Render the following material again verbatim, leaving nothing out.

# EXTRACTED DATA
○ ○ ○ ○

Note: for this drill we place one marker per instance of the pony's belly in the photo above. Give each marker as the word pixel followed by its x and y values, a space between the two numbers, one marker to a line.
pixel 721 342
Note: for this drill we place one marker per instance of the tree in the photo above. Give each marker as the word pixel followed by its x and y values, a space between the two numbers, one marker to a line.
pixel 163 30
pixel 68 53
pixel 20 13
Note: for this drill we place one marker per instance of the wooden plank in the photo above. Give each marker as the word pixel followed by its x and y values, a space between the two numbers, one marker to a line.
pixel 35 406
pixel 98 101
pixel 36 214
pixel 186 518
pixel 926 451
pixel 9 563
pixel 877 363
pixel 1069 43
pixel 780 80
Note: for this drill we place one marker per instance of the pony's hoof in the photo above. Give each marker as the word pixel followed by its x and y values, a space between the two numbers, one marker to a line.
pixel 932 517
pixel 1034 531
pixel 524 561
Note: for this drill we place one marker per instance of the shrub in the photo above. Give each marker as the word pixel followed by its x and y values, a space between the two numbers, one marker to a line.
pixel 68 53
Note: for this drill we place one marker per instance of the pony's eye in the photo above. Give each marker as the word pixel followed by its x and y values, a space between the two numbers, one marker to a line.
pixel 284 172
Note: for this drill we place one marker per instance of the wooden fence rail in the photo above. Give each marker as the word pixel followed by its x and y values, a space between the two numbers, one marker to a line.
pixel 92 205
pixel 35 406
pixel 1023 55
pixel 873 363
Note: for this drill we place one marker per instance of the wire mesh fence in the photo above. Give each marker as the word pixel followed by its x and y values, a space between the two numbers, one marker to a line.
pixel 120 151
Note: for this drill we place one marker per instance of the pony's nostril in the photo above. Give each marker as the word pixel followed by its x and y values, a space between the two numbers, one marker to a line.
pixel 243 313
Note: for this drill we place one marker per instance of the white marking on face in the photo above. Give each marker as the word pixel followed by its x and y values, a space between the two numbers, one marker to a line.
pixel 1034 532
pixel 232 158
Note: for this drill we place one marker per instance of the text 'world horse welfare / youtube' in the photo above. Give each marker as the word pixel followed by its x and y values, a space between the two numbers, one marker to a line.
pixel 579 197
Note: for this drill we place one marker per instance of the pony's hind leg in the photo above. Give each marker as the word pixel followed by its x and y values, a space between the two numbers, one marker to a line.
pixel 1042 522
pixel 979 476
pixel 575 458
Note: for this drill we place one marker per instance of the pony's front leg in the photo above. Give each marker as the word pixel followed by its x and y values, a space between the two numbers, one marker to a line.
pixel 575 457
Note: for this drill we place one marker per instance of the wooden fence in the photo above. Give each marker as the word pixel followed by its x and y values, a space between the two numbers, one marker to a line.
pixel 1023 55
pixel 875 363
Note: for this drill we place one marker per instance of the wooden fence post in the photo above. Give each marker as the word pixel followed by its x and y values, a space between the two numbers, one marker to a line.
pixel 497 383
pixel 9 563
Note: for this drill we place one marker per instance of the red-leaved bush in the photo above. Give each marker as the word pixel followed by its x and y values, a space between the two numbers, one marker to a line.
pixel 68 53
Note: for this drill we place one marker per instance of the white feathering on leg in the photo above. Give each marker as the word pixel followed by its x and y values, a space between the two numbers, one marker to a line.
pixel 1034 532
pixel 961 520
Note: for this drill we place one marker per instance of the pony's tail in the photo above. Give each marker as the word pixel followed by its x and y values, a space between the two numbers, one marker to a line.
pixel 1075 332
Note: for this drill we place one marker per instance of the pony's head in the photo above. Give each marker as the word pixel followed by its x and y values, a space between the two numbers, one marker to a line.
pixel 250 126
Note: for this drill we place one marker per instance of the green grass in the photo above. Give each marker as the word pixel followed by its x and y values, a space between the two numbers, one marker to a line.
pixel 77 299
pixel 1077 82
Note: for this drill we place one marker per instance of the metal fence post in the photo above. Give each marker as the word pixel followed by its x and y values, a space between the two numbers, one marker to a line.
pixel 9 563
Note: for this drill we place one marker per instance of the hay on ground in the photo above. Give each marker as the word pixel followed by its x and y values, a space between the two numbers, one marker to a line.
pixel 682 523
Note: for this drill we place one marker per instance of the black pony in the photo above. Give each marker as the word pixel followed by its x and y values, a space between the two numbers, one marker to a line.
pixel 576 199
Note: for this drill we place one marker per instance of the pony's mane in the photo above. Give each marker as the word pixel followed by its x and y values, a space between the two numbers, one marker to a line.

○ ○ ○ ○

# EXERCISE ANSWER
Note: for this drill we place one marker per instance of the pony's belly in the photo above. Give each marker as the word pixel followed by its x and y values, a space between the two numbers, one marker to a line.
pixel 721 342
Note: for this drill we place one marker per instance of the tree in the photo above. Give each marker as the word pixel followed by its x and y values, a space between the two numbers, one marker to a line.
pixel 163 30
pixel 68 53
pixel 20 13
Note: for this drill we place one marker per instance of the wooden plank in the photo above. Give each marker as the word pixel followed by its x and y values, a space between the two numbers, one marker to a line.
pixel 35 406
pixel 98 101
pixel 36 214
pixel 186 518
pixel 926 451
pixel 9 563
pixel 877 363
pixel 1069 43
pixel 780 80
Note: for this drill we place one marker per instance of the pony's hoof in the photo above. Give each marker as the word pixel followed by its x and y values, a space between the two numbers, one marker to a line.
pixel 932 517
pixel 1034 531
pixel 524 561
Note: for this drill we place one marker per instance of the shrub in the photo above. Give each marker as the word pixel followed by its x and y values, a space between the two numbers, one marker to a line.
pixel 68 53
Note: for this drill we place one marker per instance of the pony's eye in the photo above. Give each marker as the word pixel followed by its x and y values, a space between the two numbers, one marker to a line.
pixel 284 172
Note: for this drill we place one marker per instance of the wooden fence rail in the photo above. Give each marker as the word pixel followed by its x and y values, a space between the two numbers, one marker to a line.
pixel 92 205
pixel 35 406
pixel 1023 55
pixel 873 363
Note: for this drill we place one marker per instance of the wire mesh fence in the photo above. Give each marker as the word pixel followed by its x and y values, a space between the two numbers, one marker to a line.
pixel 120 151
Note: for this drill we place one marker per instance of the pony's nostril in the photo above. Give each marker as the word pixel followed by its x and y values, a space between the two numbers, one marker to a line.
pixel 243 313
Note: for this drill we place one marker per instance of the white marking on face in the photo above. Give each marker as the word pixel followed by its x and y values, a space between the two numbers, one marker to a line.
pixel 1034 532
pixel 232 158
Note: for this drill we place one marker per instance of the text 'world horse welfare / youtube' in the photo above. Give each marker as the word pixel followed by its x and y values, a space between the two numbers, one marker to a line.
pixel 579 197
Note: for this drill we place one marker per instance of the pony's hind leg in the photo above. Give each marker as the word pixel followed by its x and y values, a space between the two numbers, one marker to a line.
pixel 1042 522
pixel 979 476
pixel 575 458
Note: for this drill we place one marker per instance of the pony's front leg in the photo above. Give each marker as the word pixel followed by its x and y values, a space between the two numbers, one marker to a line.
pixel 575 457
Note: for this drill we place one marker per instance of the wooden fence in the photo above. Give each marker as the word pixel followed by its x and y values, a space between the two numbers, one marker to a line.
pixel 1023 55
pixel 875 363
Note: for this drill we place one marker per instance of the wooden fence post in the photo above. Give each marker as the word pixel followed by its x and y values, a space between the two numbers, one marker to a line.
pixel 497 383
pixel 9 563
Note: for this drill we place one marker per instance of the red-leaved bush in the photo above. Give each marker as the word pixel followed by its x and y values, a space between the two numbers, one marker to a line.
pixel 68 53
Note: for this drill we place one marker per instance of the white feathering on leg in the photo above. Give each marker as the word pixel followed by its x and y values, a space between the two numbers, one marker to a line.
pixel 1034 532
pixel 961 520
Note: for this drill we place one marker per instance of the pony's tail in the photo above. Give each marker as the word pixel followed by its x and y values, a space between the two numbers, one marker to a line.
pixel 1075 332
Note: for this drill we place one marker per instance of the pony's head in the photo above. Give each marker as the word pixel followed by its x and y values, a space between the two numbers, one marker to a line.
pixel 250 126
Note: for this drill we place one marker per instance of the green grass in the photo above. Give each marker as the word pixel followed by its x and y values, a space between the two numbers, one marker to a line.
pixel 77 299
pixel 1077 82
Note: for this drill we place one marker per instance of the metal fence post in the photo above. Give each marker as the word pixel followed by its x and y values, a space between the two numbers, one marker to a line.
pixel 9 563
Note: for this drill we place one marker per instance of the hay on ground in the photo above. Give each marker as the word pixel followed by its x and y values, a space between the two numbers, one marker to a line.
pixel 682 523
Note: for this drill we place one marker per instance of the black pony in the photo above. Give each marker as the word pixel followed by its x and y values, a space between the two numbers, one marker to a line.
pixel 576 199
Note: for this drill we place one marker per instance of the pony's mane in the photo above. Give each marker as the word pixel followed by its x and y values, a space between the two numbers, one marker to a line.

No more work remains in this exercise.